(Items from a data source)
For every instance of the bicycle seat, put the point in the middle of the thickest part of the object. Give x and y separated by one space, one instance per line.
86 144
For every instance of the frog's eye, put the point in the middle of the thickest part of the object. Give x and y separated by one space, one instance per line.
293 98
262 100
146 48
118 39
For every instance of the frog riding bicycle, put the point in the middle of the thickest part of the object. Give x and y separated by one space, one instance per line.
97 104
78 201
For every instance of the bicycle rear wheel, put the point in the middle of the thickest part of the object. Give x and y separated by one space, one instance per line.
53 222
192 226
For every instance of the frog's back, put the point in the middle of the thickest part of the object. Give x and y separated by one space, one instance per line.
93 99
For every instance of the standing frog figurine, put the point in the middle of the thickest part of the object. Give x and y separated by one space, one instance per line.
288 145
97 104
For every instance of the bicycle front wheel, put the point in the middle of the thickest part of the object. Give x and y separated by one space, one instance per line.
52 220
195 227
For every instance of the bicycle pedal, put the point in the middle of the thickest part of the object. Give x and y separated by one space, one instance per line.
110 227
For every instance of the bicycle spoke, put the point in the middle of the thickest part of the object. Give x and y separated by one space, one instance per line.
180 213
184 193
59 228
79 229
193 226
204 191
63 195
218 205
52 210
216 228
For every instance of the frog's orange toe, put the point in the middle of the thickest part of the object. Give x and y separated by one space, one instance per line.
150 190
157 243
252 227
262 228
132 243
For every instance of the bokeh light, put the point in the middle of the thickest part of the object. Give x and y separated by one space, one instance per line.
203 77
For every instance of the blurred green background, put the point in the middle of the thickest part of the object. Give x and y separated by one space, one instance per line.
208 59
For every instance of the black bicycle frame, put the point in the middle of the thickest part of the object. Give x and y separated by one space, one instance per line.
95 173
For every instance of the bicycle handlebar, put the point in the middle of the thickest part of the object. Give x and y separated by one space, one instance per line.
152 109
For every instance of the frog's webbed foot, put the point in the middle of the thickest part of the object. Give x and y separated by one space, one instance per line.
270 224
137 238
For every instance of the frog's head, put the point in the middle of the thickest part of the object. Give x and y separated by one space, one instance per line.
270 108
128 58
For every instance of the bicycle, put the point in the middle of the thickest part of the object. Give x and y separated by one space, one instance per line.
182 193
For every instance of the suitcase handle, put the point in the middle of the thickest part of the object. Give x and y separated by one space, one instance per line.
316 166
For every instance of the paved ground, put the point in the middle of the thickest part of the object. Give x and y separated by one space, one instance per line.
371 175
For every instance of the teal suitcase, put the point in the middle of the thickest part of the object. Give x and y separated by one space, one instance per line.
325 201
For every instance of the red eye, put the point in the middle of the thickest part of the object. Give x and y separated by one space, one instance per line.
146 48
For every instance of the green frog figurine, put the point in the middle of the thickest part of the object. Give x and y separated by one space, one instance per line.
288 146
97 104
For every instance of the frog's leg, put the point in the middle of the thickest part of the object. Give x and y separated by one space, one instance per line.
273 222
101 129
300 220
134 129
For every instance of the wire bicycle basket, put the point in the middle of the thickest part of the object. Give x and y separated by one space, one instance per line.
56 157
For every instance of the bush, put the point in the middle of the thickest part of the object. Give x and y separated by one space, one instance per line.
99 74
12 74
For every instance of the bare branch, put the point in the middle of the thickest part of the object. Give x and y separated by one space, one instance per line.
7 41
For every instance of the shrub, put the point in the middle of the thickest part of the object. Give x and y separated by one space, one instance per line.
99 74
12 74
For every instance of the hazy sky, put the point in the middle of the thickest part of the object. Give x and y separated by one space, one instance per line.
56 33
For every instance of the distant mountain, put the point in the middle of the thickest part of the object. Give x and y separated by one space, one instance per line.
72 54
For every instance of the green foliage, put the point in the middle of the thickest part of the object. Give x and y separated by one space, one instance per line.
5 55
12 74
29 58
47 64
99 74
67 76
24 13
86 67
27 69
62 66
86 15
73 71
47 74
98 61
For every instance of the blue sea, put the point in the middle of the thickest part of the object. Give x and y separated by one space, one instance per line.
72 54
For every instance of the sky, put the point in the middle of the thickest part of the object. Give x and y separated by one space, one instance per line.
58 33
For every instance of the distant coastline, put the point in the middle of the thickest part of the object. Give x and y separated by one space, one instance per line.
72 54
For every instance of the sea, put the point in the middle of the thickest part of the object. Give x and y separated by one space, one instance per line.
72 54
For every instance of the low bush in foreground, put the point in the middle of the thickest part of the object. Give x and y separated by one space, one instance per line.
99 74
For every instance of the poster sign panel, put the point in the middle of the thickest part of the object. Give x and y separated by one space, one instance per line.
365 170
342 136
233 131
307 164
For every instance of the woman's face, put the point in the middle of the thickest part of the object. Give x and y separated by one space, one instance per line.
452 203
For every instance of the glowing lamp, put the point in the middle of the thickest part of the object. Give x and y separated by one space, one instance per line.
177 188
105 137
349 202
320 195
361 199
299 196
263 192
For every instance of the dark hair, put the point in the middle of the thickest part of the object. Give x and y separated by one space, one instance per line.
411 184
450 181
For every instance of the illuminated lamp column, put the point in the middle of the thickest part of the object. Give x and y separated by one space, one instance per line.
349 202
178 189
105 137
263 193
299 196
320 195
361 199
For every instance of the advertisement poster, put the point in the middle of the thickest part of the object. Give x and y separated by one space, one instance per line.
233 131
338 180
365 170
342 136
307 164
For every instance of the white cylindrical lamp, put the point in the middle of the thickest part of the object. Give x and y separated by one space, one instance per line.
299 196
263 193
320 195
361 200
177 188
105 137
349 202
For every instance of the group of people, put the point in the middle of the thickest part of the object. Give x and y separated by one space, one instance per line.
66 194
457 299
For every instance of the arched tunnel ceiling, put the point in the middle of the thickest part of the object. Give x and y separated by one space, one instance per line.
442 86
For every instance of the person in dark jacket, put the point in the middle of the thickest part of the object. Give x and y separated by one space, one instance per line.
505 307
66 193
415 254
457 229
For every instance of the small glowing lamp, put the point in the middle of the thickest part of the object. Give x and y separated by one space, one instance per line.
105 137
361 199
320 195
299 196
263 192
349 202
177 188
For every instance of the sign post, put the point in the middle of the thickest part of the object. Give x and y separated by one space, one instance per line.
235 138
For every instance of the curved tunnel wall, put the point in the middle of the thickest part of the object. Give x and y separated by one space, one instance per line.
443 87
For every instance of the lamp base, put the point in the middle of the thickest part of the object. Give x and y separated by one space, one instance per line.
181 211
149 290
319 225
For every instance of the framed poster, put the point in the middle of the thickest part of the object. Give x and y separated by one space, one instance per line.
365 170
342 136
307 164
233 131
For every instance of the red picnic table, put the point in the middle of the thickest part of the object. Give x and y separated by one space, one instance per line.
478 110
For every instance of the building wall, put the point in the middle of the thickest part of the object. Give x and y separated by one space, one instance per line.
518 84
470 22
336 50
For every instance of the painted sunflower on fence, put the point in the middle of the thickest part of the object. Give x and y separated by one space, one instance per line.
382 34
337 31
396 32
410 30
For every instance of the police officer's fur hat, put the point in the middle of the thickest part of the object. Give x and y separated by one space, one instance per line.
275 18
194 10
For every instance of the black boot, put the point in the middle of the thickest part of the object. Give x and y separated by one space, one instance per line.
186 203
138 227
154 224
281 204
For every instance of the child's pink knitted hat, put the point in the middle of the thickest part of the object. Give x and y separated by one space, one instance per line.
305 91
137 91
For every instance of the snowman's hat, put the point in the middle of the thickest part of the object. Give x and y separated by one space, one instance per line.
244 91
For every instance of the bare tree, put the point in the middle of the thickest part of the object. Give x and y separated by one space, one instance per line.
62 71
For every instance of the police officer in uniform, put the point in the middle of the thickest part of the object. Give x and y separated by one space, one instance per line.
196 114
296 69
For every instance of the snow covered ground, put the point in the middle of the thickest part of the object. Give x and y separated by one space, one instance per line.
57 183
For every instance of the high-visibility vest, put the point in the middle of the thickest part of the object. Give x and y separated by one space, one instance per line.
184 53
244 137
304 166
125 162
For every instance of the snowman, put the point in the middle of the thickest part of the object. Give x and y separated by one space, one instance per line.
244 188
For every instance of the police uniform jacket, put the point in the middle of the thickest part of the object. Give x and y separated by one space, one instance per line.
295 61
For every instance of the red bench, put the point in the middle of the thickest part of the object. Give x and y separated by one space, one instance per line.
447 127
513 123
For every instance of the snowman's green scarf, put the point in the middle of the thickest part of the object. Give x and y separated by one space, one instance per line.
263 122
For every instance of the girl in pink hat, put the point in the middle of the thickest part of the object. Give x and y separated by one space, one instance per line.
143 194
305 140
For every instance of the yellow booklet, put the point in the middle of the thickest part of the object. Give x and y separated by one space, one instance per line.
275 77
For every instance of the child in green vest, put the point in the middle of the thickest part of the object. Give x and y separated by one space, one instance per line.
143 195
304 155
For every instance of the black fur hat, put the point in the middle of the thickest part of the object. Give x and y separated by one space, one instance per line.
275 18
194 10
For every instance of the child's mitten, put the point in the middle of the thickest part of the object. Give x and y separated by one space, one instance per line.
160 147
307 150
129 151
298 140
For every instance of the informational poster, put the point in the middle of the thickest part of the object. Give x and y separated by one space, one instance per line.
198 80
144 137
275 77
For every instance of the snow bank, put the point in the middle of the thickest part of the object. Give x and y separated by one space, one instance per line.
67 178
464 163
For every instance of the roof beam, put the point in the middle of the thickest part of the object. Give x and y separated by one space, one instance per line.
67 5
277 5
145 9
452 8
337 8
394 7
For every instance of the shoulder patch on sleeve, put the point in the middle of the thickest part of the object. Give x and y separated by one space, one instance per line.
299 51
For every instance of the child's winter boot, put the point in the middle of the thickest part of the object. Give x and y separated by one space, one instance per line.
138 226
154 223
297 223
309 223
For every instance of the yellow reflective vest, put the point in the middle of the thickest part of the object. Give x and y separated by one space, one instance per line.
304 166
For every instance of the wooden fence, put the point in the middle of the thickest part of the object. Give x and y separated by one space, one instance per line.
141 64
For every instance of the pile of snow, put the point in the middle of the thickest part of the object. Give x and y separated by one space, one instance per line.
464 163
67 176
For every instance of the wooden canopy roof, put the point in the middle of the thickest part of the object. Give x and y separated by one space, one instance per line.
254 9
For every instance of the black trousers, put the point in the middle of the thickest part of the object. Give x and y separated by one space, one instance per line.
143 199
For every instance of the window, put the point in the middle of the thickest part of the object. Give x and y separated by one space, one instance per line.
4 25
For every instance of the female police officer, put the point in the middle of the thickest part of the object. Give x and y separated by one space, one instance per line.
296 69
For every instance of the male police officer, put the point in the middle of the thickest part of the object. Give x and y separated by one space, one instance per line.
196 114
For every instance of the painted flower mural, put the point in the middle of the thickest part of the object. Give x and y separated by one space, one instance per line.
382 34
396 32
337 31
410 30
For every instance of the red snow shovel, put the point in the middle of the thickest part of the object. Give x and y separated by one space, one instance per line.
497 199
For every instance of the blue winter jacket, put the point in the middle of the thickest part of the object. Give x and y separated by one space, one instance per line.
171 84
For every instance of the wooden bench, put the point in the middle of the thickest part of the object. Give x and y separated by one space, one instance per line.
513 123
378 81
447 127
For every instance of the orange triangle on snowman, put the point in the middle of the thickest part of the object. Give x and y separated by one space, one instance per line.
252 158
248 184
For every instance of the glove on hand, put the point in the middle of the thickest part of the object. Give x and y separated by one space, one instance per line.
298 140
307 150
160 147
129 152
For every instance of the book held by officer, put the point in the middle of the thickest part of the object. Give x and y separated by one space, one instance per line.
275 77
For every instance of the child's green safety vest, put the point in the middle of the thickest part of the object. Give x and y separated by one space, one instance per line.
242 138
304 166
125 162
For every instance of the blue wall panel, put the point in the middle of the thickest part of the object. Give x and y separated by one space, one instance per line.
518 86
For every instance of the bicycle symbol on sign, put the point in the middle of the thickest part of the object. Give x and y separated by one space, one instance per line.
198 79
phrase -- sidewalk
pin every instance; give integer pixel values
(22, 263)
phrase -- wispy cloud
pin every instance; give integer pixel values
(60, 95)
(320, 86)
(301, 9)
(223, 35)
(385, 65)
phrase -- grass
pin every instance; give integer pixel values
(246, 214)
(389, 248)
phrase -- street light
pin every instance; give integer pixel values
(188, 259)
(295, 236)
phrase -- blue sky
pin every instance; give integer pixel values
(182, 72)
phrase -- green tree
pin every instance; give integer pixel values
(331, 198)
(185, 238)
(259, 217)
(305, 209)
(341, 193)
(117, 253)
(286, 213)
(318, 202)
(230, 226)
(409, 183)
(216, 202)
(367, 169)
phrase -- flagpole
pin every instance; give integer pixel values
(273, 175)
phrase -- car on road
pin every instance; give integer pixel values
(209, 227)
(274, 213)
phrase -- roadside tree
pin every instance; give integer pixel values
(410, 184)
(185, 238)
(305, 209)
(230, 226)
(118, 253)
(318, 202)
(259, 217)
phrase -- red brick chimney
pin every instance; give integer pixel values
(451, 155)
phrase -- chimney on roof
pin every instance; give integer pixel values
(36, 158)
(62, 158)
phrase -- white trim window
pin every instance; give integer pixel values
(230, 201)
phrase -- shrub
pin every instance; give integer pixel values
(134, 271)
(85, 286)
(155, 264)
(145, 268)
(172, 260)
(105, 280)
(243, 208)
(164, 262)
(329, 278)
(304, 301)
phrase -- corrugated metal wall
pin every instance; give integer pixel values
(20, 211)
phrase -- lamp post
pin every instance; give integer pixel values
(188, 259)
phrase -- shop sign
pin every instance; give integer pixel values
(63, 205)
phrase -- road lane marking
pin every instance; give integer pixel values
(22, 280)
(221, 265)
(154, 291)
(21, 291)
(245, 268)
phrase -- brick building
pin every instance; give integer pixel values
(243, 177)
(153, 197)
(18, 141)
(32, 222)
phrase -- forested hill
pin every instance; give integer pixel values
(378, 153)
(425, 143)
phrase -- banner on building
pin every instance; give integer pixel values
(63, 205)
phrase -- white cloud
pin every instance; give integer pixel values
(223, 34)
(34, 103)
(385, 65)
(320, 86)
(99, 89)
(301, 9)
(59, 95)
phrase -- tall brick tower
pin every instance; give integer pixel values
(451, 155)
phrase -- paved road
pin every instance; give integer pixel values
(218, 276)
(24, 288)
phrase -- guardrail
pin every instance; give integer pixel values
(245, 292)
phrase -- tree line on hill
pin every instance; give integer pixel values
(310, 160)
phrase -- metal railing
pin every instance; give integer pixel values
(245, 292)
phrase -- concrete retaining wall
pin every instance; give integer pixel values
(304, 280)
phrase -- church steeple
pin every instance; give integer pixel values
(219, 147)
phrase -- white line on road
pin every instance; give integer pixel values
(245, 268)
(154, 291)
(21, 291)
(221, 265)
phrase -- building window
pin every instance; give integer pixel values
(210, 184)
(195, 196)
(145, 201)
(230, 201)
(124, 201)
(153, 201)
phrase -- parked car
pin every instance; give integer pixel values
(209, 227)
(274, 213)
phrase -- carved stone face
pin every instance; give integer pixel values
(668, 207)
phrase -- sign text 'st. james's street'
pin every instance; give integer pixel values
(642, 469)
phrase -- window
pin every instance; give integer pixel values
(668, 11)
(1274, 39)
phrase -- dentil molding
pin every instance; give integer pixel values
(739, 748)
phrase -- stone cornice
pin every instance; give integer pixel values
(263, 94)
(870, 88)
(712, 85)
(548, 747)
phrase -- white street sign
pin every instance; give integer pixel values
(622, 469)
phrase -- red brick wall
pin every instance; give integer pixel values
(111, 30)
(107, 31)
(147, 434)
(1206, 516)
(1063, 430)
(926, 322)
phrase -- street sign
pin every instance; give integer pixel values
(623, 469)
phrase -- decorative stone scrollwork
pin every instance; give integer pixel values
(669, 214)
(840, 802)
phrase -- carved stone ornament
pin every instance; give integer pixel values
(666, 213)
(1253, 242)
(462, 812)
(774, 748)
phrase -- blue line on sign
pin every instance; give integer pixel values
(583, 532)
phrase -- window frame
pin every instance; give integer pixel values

→ **Work instructions**: Retrieve each line from the records above where the word "cloud" occurs.

→ **Response to the task**:
phrase -- wispy cloud
phrase -- white cloud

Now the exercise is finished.